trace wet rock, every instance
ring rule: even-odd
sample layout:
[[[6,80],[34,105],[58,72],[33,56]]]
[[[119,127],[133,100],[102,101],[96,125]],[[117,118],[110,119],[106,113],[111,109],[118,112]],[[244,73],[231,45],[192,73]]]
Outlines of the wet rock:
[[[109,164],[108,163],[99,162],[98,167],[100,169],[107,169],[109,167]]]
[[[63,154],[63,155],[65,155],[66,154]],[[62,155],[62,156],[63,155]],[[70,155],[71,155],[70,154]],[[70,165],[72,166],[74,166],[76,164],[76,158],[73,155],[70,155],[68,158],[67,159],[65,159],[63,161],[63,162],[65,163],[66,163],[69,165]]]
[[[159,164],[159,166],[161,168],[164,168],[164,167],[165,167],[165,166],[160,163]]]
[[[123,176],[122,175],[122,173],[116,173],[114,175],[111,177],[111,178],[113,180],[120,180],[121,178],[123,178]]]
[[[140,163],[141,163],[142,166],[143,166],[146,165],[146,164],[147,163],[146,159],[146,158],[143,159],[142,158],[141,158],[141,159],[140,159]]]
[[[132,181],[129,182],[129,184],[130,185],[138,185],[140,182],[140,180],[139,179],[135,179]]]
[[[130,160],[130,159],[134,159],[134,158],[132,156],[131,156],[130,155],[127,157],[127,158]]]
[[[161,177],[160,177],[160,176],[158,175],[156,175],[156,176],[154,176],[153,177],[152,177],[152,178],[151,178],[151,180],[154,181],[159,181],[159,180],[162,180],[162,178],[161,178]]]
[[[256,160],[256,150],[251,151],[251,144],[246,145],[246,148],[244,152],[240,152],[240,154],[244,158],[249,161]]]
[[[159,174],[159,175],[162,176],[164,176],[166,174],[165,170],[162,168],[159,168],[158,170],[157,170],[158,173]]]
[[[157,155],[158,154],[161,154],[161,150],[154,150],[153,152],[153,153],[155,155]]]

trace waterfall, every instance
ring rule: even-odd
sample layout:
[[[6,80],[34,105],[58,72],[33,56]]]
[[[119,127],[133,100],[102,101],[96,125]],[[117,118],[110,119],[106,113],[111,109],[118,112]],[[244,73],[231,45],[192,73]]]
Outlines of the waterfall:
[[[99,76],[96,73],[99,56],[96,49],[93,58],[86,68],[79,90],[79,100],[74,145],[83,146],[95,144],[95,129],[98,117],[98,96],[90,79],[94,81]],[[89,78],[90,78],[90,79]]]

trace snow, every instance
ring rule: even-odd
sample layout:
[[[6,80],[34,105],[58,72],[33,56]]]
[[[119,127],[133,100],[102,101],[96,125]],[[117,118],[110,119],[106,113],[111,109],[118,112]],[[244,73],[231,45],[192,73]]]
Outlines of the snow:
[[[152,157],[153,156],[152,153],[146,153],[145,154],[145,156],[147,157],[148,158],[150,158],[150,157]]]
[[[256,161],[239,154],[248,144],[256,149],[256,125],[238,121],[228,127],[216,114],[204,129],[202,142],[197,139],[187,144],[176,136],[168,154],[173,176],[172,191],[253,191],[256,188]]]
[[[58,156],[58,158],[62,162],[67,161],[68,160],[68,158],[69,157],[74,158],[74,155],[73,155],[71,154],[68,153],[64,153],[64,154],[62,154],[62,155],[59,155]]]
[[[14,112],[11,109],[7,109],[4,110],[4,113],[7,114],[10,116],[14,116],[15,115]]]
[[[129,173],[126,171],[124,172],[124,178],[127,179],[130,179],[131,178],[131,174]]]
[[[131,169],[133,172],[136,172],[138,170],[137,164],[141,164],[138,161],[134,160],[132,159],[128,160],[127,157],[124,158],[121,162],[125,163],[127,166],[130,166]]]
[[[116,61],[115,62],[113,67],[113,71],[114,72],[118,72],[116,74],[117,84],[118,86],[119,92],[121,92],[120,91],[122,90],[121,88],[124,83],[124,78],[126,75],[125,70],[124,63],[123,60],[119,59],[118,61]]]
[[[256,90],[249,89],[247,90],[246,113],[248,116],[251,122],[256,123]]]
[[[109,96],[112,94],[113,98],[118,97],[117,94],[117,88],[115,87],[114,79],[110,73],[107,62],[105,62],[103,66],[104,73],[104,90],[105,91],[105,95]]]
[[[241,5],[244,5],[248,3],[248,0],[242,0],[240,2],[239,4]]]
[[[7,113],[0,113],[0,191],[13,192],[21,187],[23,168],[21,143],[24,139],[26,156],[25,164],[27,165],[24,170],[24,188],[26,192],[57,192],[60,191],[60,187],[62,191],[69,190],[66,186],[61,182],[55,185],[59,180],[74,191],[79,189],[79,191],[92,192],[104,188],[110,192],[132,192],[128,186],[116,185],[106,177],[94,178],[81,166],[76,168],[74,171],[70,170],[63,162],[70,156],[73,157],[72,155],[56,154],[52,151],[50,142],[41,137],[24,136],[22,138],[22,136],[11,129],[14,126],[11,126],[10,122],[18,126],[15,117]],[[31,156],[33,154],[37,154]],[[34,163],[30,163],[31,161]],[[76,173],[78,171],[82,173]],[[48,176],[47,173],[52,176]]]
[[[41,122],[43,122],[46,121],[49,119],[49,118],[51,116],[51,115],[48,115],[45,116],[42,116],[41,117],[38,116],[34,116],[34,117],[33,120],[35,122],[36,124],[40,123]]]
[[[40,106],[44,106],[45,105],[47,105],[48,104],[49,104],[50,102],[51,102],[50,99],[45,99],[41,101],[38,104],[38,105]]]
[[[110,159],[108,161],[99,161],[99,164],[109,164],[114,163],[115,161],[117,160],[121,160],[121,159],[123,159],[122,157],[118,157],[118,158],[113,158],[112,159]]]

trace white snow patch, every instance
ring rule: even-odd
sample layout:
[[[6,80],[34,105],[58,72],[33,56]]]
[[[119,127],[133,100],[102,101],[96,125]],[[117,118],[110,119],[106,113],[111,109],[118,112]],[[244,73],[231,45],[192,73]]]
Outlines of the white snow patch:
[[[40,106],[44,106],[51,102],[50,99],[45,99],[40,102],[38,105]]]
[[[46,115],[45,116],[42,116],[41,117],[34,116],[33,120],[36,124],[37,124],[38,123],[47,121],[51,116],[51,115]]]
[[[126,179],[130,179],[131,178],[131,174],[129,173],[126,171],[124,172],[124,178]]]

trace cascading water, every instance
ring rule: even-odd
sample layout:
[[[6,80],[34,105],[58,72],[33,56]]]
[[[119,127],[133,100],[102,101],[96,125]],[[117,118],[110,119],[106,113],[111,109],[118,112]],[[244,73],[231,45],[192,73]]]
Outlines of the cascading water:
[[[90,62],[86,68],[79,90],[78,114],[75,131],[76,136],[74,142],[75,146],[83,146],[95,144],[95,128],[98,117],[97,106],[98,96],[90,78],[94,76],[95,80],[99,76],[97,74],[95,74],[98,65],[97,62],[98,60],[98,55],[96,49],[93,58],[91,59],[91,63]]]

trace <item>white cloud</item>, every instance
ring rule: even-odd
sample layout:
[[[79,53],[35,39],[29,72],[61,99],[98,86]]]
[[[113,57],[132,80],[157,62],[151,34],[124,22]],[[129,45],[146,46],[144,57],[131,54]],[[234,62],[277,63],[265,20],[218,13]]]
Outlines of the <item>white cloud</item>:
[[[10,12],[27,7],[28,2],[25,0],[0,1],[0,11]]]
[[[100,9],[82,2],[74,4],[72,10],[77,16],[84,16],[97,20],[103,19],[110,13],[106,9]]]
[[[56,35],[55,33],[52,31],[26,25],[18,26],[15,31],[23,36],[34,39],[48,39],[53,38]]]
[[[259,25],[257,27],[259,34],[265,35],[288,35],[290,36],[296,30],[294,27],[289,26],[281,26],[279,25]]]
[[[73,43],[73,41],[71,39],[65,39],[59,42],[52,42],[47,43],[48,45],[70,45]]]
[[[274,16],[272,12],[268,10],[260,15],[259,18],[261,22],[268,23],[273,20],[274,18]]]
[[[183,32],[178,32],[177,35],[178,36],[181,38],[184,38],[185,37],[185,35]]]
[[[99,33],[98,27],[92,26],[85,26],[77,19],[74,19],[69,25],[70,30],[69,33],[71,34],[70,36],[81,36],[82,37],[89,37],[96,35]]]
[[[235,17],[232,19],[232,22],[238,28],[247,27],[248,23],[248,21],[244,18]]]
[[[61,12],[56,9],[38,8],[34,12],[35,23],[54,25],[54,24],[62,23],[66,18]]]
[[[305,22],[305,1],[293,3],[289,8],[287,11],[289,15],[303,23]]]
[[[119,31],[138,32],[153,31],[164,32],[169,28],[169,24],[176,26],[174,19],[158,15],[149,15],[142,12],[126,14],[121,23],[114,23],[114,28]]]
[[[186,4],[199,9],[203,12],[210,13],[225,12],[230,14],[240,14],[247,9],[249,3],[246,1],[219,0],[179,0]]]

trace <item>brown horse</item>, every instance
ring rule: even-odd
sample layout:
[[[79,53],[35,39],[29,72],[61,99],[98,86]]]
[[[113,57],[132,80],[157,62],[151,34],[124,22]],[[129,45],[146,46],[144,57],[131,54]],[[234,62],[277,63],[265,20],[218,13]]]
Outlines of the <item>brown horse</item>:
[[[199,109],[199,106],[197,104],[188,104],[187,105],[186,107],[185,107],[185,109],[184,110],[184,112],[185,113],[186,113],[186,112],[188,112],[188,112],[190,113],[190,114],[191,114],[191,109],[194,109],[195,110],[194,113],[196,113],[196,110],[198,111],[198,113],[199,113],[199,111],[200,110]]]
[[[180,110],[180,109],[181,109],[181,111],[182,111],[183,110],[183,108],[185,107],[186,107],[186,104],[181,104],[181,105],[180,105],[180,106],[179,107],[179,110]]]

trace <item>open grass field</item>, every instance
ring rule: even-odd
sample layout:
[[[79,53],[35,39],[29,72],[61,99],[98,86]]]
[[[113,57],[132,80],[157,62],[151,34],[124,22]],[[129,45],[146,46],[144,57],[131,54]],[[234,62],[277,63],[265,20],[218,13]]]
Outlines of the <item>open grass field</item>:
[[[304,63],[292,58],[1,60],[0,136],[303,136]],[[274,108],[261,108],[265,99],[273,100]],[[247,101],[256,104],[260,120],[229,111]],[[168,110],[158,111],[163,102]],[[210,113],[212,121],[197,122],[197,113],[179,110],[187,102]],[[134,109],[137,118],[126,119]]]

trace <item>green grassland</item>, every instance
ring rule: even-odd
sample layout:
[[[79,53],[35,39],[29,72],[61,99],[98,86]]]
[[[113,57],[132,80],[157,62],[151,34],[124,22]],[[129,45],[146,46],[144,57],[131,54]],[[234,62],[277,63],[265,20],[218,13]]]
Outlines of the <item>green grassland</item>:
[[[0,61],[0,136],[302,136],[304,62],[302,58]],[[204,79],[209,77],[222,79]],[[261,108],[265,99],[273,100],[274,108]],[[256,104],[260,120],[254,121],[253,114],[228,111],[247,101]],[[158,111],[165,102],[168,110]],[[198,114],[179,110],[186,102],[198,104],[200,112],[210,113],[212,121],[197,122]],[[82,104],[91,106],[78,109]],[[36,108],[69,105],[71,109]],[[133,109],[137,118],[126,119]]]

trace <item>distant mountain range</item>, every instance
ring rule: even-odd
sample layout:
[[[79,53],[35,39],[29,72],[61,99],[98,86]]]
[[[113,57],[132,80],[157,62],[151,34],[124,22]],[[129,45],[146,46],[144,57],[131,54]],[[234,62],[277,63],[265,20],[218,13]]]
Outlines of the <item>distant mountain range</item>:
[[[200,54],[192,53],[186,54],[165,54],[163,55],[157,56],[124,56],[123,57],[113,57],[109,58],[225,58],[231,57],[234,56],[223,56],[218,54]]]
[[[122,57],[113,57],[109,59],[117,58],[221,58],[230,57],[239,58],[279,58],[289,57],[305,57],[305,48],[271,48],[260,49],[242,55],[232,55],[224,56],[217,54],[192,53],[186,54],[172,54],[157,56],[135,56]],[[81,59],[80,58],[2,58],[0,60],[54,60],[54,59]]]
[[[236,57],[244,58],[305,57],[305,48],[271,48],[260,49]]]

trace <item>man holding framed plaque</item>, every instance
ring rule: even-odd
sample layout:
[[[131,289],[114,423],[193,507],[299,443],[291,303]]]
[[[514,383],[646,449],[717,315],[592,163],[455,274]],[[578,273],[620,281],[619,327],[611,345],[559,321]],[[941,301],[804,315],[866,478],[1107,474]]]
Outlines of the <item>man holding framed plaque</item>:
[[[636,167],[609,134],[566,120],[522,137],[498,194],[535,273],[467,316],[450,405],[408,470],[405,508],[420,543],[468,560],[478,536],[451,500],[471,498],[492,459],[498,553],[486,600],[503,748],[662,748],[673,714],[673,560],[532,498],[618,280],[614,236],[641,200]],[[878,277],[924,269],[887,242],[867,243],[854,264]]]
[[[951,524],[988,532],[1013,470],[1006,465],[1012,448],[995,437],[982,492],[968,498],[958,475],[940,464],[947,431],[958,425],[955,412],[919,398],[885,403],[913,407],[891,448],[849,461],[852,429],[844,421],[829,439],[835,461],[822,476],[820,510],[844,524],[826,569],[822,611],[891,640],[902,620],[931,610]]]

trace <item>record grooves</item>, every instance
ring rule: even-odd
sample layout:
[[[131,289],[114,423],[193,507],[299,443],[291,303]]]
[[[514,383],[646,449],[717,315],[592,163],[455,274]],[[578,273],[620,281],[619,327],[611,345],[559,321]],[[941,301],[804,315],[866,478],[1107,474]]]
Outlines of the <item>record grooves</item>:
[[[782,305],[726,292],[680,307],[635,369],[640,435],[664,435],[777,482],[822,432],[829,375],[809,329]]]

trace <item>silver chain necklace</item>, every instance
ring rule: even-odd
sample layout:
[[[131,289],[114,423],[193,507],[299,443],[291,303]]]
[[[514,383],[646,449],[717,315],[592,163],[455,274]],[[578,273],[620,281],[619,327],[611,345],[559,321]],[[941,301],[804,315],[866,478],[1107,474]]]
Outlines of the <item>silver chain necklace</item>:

* DIRECTIVE *
Recast the data above as a numbered list, beginning with the line containing "trace <item>silver chain" and continuing through the final line of the data. Omit any blank lines.

* EXERCISE SOLUTION *
1. trace <item>silver chain necklace</item>, every instance
2. ring rule: even-odd
3. sample layout:
4. [[[131,289],[114,423],[193,507],[299,443],[291,303]]]
5. [[[514,383],[646,449],[717,315],[592,163],[455,274]],[[578,273],[620,281],[619,327],[611,345],[559,321]],[[941,301],[804,315],[866,478],[1107,474]]]
6. Outlines of the <item>silver chain necklace</item>:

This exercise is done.